(Annotated coordinate records)

__________

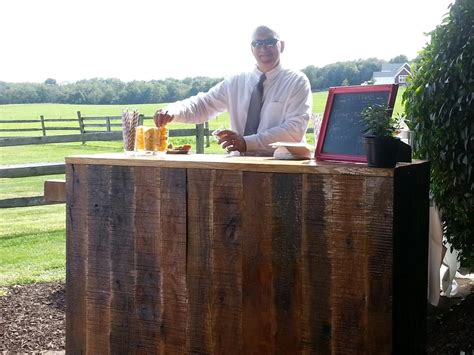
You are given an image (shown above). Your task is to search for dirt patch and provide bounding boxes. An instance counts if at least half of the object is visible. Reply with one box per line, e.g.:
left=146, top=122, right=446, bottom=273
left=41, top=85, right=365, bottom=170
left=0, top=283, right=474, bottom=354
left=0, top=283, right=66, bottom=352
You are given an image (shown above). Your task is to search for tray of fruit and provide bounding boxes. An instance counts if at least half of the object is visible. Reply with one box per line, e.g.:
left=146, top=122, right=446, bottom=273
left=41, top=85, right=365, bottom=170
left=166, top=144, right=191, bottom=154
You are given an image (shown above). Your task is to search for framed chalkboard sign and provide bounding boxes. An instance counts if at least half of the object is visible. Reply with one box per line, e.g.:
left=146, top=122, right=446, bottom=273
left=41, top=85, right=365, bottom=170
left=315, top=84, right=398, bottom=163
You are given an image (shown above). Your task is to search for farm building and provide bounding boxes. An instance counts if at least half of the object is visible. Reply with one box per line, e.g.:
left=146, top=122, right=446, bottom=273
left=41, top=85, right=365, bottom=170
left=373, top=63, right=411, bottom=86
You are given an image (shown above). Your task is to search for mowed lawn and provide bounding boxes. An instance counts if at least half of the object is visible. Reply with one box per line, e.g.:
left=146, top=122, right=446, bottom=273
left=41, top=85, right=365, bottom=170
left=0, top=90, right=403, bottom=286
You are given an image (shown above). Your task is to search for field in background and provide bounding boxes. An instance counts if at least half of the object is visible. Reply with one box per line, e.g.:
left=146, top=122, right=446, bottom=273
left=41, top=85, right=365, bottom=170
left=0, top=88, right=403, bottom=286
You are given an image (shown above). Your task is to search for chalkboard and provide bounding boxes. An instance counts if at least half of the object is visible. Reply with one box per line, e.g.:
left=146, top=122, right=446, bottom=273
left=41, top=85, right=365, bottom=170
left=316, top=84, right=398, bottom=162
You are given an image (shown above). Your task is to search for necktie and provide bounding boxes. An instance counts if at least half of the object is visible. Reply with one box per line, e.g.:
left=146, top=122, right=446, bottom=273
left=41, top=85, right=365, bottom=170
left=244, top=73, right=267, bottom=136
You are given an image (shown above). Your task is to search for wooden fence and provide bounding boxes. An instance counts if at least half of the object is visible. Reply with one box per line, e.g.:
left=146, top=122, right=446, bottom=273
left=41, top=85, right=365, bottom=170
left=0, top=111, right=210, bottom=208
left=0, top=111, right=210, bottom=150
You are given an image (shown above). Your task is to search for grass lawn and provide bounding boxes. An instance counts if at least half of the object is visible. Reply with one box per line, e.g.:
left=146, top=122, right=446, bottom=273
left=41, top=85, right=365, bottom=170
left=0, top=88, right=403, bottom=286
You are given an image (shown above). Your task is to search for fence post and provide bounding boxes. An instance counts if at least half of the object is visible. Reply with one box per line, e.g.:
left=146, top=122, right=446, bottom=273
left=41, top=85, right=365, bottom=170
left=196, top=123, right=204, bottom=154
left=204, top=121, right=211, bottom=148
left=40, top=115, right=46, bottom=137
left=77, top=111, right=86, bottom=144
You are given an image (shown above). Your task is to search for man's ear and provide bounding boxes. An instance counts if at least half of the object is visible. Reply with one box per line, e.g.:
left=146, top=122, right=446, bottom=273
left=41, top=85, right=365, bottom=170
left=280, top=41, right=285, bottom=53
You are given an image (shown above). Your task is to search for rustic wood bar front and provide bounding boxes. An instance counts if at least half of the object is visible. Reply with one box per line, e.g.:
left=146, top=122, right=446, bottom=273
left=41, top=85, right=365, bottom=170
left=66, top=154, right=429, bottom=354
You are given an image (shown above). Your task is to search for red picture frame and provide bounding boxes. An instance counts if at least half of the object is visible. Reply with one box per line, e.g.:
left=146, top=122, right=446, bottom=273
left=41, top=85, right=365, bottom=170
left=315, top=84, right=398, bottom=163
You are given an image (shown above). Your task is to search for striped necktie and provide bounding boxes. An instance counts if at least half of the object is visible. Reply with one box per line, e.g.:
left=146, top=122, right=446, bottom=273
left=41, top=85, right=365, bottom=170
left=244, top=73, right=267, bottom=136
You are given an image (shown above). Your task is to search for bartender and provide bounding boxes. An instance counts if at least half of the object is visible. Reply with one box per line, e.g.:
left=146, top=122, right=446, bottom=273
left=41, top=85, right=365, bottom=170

__________

**TASK TO CARRY OUT**
Return every line above that contains the string "chalkboard".

**FINISHED TASK**
You are given an image (shown above). Your task is to search for framed chalkboard sign and provide bounding boxes. An instance counts if at least half of the object is visible. Reply with one box per line, e.g.:
You are given an image (shown above). Your task is to search for chalkboard and provide bounding boxes. An instance counts if at least half of the object is visible. Reply with one box per line, e.g.:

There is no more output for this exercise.